* **Task details**
Copy out the data below as written; omit any images.
──────── Materials provided
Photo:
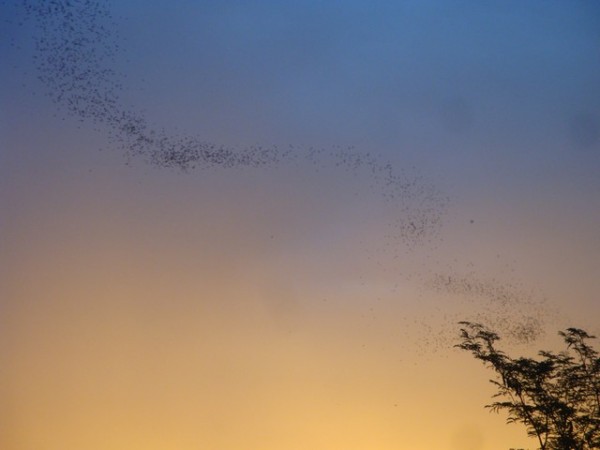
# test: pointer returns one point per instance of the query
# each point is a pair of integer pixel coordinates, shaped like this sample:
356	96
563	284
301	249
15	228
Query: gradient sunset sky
────────────────
* **Exercise response**
Photo:
# test: pointer returns one point per instance of the query
# each point is a pair of integer pixel coordinates, shaped like this sample:
356	96
563	284
301	249
15	228
Query: gradient sunset sky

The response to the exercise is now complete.